QUOTED TEXT |
- - - - - - -
Re: Workflow proposal

2020-03-16 Thread Pedro Larroy
The original idea is that the promotion to the other branch is automated by
nightly CI, so it shouldn't have those problems that are mentioned, so
there shouldn't be any manual merging on that branch.

On Wed, Mar 11, 2020 at 7:43 PM Chris Olivier  wrote:

> My $0.02
>
> We had this model dual-branch when I was at GE and it was problematic.
> Among other things, the two branches would tend to diverge to a large
> degree and you ended up just cherry-picking in stuff here and there, which
> caused even more problems, as well as the model allows the secondary branch
> to get pretty buggy -- human nature being what it is -- to the point where
> it's difficult to merge it into master without freezing them both and
> stabilizing, merging into master, then stabilizing again (small things
> almost certainly went into master in the meantime -- hotfixes, critical
> features, etc, while everything was on hold stabilizing the secondary
> branch).  It just double the work in the end, is what I experienced.
- - - - - - -
DATASET ENTRIES |

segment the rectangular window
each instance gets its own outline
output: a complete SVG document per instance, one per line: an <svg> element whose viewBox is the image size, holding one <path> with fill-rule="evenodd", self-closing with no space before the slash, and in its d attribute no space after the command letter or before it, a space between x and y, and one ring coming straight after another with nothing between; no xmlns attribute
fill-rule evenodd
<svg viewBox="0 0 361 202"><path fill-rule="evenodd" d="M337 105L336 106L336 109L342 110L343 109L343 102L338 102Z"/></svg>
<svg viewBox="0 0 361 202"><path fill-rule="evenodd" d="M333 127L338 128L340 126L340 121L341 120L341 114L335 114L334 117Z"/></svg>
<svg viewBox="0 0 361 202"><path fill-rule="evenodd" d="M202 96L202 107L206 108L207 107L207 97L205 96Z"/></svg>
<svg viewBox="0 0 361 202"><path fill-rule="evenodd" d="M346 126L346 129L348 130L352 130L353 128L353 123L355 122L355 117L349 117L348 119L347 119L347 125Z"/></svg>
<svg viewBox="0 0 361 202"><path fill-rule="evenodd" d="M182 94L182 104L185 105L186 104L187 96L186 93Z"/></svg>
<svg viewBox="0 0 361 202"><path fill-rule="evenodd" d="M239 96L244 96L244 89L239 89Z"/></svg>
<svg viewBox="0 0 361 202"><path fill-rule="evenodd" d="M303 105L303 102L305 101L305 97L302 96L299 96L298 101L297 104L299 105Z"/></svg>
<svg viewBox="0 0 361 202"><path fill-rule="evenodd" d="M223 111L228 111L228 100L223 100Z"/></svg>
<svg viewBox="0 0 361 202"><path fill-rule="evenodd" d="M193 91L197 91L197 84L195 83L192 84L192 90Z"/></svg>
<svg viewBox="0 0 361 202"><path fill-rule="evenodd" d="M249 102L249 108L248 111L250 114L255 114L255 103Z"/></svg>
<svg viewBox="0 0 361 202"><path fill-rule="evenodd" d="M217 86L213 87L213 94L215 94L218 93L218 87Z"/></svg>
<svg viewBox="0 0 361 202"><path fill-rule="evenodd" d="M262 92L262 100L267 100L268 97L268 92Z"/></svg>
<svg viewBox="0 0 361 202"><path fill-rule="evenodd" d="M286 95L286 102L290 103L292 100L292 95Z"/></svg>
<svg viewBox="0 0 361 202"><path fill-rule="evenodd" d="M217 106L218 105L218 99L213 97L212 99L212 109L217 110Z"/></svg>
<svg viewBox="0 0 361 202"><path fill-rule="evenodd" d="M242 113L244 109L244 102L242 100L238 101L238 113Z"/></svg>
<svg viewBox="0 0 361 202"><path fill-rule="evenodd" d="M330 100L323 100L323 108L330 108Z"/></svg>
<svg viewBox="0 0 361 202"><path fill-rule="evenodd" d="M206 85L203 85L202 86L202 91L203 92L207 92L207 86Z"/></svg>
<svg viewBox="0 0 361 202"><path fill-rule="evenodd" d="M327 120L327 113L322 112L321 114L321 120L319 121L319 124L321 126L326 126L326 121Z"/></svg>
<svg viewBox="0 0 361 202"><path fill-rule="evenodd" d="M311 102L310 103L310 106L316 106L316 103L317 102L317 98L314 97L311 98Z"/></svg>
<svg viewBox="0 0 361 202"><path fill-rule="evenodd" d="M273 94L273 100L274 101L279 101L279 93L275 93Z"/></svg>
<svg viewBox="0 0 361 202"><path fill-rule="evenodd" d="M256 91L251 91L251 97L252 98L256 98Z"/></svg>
- - - - - - -
REQUEST | Reproduce word for word the passage of the workflow proposal reply above, beginning at the words "Re: Workflow proposal" and stopping after "it was problematic.".

FULL RESPONSE |
Re: Workflow proposal

2020-03-16 Thread Pedro Larroy
The original idea is that the promotion to the other branch is automated by
nightly CI, so it shouldn't have those problems that are mentioned, so
there shouldn't be any manual merging on that branch.

On Wed, Mar 11, 2020 at 7:43 PM Chris Olivier  wrote:

> My $0.02
>
> We had this model dual-branch when I was at GE and it was problematic.